> ENTRIES PROVIDED
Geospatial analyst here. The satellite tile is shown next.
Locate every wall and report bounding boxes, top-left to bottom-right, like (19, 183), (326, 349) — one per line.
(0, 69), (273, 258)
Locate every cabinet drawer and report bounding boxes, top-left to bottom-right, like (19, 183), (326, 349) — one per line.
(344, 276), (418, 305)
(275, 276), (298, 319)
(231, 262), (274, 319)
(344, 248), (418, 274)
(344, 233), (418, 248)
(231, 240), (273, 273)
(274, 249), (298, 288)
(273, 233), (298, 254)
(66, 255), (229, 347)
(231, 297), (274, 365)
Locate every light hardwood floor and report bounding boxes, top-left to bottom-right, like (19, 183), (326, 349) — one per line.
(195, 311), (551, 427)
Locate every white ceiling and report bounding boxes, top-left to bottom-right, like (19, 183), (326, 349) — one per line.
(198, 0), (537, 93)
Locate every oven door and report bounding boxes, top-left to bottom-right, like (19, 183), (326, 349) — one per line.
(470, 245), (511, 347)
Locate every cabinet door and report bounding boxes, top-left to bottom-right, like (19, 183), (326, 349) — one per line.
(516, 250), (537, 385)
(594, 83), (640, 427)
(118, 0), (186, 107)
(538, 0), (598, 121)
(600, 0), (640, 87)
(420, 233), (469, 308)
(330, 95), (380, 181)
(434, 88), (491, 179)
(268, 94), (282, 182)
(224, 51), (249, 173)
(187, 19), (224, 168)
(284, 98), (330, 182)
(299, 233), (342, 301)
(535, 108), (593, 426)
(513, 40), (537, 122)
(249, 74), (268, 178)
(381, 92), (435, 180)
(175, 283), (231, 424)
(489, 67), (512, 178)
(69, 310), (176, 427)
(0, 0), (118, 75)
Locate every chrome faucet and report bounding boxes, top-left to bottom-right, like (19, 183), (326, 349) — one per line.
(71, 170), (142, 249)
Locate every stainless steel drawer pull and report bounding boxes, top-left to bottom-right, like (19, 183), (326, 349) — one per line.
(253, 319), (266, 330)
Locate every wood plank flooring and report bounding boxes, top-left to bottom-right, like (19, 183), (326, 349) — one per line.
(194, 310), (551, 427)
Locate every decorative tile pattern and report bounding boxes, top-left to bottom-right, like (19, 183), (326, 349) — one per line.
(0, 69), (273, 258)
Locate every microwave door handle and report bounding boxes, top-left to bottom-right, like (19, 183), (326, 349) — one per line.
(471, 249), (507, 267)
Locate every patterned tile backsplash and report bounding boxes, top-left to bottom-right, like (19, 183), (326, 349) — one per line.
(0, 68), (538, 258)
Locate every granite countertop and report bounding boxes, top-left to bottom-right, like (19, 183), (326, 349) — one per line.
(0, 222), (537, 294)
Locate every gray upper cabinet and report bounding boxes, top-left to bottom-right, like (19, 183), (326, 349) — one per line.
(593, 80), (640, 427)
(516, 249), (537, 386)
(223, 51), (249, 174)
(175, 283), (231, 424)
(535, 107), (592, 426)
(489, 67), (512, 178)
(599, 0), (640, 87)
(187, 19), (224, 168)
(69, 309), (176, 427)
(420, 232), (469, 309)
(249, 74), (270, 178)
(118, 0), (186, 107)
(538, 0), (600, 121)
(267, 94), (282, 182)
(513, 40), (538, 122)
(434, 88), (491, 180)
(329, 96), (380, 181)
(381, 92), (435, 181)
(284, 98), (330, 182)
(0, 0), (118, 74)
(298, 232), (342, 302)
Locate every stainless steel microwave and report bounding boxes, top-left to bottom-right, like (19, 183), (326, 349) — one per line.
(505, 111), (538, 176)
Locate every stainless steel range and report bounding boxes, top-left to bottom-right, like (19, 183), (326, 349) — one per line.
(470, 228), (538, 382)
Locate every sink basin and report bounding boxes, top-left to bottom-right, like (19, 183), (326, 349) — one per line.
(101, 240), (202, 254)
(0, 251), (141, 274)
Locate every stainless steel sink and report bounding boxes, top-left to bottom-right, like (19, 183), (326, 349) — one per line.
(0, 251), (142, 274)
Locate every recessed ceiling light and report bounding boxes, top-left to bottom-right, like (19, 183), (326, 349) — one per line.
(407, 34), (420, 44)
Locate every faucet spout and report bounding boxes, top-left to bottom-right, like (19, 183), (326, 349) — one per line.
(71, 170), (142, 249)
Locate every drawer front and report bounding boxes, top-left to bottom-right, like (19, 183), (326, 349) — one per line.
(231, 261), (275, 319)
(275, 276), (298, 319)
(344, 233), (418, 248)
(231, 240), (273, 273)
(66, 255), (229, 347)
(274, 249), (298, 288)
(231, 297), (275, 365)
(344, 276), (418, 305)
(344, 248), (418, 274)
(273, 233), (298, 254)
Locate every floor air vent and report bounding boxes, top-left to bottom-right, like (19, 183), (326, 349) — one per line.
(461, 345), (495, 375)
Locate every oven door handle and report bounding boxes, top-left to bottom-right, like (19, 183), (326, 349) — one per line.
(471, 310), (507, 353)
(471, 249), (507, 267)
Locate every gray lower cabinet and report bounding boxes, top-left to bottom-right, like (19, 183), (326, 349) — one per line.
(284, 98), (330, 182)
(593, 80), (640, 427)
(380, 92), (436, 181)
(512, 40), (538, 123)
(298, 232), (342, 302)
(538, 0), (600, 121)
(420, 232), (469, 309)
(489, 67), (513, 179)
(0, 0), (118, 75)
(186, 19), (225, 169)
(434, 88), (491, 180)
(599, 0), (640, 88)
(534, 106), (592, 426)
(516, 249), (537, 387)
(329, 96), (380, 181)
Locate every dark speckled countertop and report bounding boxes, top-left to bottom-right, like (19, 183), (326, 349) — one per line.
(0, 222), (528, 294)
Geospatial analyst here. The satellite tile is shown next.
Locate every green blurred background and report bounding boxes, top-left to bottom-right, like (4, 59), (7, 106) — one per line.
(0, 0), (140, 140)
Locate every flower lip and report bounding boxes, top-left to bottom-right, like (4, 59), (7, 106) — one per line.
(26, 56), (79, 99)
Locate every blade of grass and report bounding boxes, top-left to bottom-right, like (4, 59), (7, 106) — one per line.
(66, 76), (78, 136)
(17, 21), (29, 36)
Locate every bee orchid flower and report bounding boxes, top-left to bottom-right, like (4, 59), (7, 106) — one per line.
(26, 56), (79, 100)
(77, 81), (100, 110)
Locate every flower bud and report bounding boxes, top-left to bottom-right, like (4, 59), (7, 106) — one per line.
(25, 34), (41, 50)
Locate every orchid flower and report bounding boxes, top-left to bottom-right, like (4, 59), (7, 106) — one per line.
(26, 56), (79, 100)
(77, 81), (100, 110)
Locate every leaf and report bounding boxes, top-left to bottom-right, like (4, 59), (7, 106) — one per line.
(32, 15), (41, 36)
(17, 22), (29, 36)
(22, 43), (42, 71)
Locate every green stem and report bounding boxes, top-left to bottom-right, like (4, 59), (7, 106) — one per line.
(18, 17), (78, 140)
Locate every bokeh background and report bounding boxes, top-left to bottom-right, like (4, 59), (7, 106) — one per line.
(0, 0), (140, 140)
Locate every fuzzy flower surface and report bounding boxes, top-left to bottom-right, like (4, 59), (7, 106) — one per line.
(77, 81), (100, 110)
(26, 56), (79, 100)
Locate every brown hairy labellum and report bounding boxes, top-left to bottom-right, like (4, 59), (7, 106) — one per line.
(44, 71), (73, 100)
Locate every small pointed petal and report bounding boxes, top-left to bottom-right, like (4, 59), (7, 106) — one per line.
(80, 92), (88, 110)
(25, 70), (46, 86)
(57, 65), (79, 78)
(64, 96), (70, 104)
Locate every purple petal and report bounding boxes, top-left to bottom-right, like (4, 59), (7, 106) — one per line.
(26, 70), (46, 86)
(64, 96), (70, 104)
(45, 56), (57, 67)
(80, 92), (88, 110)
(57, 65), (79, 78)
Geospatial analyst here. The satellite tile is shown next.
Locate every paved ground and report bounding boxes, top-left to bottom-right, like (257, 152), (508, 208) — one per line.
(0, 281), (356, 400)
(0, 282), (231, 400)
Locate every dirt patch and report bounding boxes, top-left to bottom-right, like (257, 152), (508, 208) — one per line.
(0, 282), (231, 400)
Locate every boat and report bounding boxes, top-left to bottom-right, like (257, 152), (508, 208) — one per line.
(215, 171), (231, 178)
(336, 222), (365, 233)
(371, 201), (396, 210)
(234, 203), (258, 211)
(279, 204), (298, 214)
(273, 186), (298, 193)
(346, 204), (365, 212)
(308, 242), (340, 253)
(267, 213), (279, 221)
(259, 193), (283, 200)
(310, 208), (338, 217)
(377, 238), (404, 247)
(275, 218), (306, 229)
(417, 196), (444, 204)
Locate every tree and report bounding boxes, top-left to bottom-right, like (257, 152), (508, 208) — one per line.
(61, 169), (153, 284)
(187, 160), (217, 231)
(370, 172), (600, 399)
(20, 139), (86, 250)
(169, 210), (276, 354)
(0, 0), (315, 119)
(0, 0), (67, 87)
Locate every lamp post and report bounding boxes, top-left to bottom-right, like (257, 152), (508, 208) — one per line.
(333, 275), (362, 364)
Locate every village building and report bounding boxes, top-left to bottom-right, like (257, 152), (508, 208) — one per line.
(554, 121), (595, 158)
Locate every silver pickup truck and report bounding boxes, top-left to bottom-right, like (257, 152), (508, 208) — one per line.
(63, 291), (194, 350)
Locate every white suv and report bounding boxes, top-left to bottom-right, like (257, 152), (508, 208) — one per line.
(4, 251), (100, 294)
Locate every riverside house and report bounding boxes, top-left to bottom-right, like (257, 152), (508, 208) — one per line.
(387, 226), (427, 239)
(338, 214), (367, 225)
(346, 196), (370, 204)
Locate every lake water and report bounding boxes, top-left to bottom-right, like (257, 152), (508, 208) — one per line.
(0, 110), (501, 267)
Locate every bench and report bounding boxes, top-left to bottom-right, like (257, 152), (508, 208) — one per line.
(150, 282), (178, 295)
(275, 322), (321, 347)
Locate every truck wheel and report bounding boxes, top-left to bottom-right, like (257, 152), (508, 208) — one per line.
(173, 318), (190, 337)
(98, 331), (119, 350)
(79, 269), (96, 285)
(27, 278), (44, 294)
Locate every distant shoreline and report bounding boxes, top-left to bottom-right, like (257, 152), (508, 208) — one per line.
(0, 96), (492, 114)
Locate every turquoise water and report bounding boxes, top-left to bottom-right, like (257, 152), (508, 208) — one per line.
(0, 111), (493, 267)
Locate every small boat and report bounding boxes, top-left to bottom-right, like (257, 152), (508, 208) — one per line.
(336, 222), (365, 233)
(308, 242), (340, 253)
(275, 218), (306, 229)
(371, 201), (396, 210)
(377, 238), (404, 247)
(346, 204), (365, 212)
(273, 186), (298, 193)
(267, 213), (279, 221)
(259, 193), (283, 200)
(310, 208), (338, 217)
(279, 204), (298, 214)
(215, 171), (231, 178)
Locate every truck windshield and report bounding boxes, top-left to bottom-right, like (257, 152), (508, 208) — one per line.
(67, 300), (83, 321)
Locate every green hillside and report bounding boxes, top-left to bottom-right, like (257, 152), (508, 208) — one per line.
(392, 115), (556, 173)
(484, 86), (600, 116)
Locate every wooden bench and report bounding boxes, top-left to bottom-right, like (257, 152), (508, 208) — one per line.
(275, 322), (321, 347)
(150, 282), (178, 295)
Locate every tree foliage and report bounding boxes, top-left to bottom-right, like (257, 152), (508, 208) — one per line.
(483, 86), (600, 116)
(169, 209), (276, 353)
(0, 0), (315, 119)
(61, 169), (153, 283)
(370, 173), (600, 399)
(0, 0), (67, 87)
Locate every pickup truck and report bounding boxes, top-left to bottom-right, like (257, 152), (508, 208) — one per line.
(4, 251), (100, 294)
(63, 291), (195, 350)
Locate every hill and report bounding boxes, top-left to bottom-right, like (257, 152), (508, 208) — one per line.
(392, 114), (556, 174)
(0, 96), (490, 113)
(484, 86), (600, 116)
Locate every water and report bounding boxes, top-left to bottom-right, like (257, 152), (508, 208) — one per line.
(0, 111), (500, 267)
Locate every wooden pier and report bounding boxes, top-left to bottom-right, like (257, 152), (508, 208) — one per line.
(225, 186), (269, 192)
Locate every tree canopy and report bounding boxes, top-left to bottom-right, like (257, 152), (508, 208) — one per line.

> GIVEN INSTRUCTION
Starting with the line that contains "Locate every light" and going on through the line that contains "(0, 222), (537, 294)", reproduce the records, substituting "box coordinates" for every occurrence of "bounding boxes" and leaving everything else unchanged.

> REPLY
Locate every light hardwood floor and report box coordinates, top-left to bottom-right, like (19, 183), (326, 349) — one per line.
(195, 311), (551, 427)
Locate every white ceiling and report box coordinates, top-left to bottom-right, like (19, 183), (326, 349) — one per line.
(198, 0), (537, 93)
Locate every oven door and report box coordinates, top-left to bottom-right, like (19, 183), (326, 349) — one per line.
(470, 245), (511, 347)
Locate every cabinet door and report box coordinates, top-left to bottom-right, like (19, 183), (326, 349) — one per line.
(516, 250), (537, 385)
(594, 83), (640, 427)
(118, 0), (186, 107)
(538, 0), (598, 121)
(600, 0), (640, 87)
(420, 233), (469, 308)
(330, 95), (380, 181)
(434, 88), (491, 179)
(268, 94), (282, 182)
(224, 51), (249, 173)
(187, 19), (224, 168)
(284, 98), (330, 182)
(299, 233), (342, 301)
(535, 108), (593, 426)
(513, 40), (537, 122)
(249, 74), (268, 178)
(381, 92), (435, 180)
(175, 283), (231, 424)
(489, 67), (512, 178)
(69, 310), (176, 427)
(0, 0), (118, 75)
Locate every chrome faucet and report box coordinates, top-left to bottom-right, like (19, 183), (326, 349) — one per line.
(71, 170), (142, 249)
Locate every stainless steel drawer pull and report box coordinates, top-left to bottom-right, like (19, 183), (326, 349) — one per line.
(253, 319), (266, 330)
Locate every wood plank flooring and report box coordinates, top-left to bottom-right, like (19, 183), (326, 349) — one per line.
(194, 310), (551, 427)
Locate every decorative tile pattern and report box coordinates, top-left to bottom-right, like (19, 183), (326, 349) — one per line.
(0, 69), (273, 258)
Locate every microwave door handle and report box coordinates, top-left to bottom-right, like (19, 183), (326, 349) — one per line.
(471, 249), (507, 267)
Locate every patterned tile backsplash and report box coordinates, top-left to bottom-right, like (19, 183), (326, 349) — one per line.
(0, 68), (538, 258)
Locate every granite countertop and report box coordinates, top-left to bottom-right, like (19, 183), (326, 349) — one per line.
(0, 222), (537, 294)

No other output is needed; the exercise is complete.